** START Data supplied **

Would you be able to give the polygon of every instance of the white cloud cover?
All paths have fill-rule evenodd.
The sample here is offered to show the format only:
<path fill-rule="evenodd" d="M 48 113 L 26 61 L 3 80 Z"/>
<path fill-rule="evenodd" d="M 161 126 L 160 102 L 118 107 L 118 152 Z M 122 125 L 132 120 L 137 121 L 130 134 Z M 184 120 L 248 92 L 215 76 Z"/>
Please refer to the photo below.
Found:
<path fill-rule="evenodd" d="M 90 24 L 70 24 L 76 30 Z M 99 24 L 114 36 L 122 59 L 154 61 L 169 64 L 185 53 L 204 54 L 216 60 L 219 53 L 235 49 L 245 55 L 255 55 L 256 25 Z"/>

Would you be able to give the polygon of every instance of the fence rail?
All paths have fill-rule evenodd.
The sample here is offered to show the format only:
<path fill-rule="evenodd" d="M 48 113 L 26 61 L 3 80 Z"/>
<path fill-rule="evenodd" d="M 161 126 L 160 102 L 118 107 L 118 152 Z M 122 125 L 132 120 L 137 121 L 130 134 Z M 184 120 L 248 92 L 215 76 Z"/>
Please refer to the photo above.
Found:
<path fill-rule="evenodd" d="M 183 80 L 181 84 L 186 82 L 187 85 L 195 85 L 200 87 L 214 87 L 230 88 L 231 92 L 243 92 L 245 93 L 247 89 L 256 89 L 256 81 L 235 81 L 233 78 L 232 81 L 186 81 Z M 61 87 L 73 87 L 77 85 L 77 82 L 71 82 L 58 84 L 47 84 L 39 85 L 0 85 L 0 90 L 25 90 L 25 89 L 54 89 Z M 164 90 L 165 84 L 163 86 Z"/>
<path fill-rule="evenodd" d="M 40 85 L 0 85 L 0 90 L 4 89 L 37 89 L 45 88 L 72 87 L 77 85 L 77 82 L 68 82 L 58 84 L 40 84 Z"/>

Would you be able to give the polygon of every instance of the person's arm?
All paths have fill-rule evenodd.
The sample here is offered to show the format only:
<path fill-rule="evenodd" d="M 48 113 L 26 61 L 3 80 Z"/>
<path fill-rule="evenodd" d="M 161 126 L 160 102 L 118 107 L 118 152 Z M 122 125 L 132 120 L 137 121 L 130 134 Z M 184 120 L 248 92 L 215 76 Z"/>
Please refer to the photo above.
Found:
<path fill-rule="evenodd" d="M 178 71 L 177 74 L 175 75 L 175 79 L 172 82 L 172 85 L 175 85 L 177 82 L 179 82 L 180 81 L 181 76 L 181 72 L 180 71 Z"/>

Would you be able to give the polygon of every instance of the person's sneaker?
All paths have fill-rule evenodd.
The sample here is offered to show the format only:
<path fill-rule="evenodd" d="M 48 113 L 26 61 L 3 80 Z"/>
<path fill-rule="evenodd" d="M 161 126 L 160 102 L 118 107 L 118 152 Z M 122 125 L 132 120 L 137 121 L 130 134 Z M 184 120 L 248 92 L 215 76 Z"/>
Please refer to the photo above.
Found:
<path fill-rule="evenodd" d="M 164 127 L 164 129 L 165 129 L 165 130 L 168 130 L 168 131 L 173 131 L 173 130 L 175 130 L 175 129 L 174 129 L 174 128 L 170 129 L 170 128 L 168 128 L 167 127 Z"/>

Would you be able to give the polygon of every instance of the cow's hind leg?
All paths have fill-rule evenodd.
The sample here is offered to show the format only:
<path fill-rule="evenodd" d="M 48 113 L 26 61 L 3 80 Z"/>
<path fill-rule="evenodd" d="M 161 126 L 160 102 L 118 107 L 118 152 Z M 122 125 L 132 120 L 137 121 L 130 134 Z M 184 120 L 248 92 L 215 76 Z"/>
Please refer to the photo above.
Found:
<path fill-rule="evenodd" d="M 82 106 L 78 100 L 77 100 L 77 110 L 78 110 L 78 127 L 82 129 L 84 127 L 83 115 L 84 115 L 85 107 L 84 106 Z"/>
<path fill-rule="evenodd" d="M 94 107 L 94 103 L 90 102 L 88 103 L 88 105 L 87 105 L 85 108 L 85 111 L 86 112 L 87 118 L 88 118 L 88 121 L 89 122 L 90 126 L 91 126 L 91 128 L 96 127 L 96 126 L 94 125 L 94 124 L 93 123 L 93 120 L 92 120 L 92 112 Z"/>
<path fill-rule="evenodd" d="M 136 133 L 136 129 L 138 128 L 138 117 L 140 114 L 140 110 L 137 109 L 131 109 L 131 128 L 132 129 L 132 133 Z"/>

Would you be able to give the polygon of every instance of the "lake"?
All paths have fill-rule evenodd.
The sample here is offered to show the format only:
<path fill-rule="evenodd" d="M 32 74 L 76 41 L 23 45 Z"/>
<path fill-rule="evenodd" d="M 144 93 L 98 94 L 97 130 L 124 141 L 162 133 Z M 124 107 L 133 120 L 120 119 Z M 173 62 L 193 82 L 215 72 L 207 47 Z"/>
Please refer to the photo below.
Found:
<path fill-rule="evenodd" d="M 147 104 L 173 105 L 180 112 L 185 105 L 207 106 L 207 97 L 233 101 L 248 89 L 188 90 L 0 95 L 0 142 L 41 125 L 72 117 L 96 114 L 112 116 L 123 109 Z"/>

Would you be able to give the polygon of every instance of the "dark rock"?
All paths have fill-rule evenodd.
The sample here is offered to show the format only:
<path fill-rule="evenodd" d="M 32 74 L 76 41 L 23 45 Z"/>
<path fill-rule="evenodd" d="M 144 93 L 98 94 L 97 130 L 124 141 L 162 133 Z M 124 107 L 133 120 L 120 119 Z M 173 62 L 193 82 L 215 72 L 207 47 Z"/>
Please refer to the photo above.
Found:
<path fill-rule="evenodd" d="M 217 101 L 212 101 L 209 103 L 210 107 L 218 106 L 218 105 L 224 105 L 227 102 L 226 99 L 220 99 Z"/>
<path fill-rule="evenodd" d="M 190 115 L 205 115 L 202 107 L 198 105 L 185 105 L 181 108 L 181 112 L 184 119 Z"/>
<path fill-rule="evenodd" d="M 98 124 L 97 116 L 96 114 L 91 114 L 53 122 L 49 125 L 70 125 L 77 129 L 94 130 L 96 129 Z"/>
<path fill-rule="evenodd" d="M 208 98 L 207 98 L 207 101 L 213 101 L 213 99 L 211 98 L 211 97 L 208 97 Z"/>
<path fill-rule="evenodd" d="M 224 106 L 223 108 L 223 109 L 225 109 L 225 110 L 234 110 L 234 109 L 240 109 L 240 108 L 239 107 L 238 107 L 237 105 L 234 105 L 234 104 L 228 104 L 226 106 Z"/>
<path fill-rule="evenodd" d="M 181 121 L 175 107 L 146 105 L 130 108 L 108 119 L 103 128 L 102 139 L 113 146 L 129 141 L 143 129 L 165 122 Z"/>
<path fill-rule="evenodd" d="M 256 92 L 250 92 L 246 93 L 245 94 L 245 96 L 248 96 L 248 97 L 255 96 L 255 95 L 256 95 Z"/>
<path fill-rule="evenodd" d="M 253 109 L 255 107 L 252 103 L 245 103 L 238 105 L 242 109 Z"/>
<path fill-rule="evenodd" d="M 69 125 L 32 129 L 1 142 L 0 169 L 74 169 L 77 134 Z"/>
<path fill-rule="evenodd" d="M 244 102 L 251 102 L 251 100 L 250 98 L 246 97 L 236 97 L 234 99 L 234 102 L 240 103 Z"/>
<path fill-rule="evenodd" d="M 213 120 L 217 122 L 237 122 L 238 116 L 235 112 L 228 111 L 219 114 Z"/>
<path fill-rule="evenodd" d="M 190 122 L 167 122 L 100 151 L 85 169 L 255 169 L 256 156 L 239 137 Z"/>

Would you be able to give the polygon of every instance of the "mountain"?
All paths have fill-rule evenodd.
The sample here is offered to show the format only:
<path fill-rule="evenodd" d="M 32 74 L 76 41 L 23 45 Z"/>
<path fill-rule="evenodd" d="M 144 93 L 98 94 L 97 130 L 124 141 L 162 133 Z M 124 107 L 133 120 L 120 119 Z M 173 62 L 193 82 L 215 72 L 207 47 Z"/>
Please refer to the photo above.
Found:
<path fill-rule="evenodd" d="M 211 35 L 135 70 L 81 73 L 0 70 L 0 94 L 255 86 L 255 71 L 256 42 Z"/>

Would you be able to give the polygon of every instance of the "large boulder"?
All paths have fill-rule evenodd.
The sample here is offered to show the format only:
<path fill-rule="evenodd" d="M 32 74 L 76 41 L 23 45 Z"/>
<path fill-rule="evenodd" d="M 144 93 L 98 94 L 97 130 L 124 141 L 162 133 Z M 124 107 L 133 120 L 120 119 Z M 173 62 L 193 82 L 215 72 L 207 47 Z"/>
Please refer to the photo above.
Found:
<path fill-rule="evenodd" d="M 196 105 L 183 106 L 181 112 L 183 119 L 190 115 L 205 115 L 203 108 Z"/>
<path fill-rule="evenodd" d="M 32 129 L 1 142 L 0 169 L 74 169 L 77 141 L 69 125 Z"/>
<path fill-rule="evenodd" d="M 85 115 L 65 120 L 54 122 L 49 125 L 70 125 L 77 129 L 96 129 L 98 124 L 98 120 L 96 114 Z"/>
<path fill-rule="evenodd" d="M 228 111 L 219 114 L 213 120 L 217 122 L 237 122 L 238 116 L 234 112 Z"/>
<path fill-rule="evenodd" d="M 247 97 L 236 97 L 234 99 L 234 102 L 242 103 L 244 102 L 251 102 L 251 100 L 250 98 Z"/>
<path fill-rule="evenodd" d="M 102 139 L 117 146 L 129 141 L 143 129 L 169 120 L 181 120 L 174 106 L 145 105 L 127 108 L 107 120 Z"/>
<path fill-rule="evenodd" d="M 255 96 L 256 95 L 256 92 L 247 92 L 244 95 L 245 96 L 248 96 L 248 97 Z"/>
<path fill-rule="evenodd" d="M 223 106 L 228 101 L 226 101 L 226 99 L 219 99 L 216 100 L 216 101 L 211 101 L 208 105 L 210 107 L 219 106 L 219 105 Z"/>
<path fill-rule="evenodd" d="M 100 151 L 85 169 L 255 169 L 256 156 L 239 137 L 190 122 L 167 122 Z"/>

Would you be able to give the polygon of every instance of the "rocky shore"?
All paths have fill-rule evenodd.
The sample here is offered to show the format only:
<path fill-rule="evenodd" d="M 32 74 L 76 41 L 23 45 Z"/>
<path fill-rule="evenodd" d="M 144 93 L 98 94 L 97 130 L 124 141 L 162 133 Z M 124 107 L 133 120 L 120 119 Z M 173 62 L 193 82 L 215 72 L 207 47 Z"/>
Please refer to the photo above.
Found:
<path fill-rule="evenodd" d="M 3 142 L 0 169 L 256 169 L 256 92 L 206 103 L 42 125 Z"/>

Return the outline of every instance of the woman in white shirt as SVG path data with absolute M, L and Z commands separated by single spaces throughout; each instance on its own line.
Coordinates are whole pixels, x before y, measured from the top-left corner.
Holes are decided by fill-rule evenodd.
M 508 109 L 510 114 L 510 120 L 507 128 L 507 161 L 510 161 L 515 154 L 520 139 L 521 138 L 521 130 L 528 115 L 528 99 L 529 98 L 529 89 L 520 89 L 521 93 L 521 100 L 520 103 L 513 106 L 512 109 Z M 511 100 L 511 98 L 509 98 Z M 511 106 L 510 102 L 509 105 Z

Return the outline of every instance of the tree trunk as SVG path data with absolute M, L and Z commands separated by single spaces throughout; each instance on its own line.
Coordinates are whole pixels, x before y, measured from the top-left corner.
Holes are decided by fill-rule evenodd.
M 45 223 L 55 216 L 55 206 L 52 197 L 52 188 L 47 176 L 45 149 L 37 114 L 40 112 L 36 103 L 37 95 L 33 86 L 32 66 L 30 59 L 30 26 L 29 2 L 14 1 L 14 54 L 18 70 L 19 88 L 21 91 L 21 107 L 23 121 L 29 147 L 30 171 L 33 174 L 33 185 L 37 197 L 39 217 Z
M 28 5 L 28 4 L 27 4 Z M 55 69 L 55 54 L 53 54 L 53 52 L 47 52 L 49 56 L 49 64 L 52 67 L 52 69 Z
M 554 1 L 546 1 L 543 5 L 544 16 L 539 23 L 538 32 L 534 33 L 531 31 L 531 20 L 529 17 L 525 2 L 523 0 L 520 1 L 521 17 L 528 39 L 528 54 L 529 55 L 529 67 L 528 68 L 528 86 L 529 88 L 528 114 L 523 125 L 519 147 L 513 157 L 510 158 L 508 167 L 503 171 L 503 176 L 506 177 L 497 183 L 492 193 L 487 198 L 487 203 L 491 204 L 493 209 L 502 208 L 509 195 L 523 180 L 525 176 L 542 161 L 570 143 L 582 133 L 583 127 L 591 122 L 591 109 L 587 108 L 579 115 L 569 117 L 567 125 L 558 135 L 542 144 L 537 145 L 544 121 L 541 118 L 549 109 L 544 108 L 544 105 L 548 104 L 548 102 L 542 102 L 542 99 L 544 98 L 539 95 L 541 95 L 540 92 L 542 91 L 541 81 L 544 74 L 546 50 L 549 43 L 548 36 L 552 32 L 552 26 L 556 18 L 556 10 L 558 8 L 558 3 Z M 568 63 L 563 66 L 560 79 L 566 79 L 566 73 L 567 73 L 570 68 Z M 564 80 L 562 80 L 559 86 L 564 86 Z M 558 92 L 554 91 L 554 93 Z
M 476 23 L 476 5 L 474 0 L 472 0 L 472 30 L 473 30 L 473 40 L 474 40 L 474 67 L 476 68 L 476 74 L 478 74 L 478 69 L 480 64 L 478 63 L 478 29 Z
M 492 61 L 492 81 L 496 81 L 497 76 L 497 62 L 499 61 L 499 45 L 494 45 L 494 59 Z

** END Data supplied **

■ Aim:
Can you print everything from the line containing "Return the outline of every instance of the woman" down to the line containing "M 508 109 L", both of those lines included, without changing a character?

■ Worked answer:
Return the outline of every instance of the woman in white shirt as SVG path data with absolute M, L and Z commands separated by single spaces throughout; each instance on its own line.
Coordinates are whole pixels, x before y, measured from the top-left corner.
Holes are decided by fill-rule evenodd.
M 508 109 L 510 114 L 510 120 L 507 128 L 507 161 L 510 161 L 515 154 L 520 139 L 521 138 L 521 130 L 528 115 L 528 99 L 529 98 L 529 89 L 520 89 L 521 93 L 521 100 L 520 103 L 513 106 L 512 109 Z M 511 100 L 511 98 L 509 98 Z M 511 106 L 510 102 L 509 105 Z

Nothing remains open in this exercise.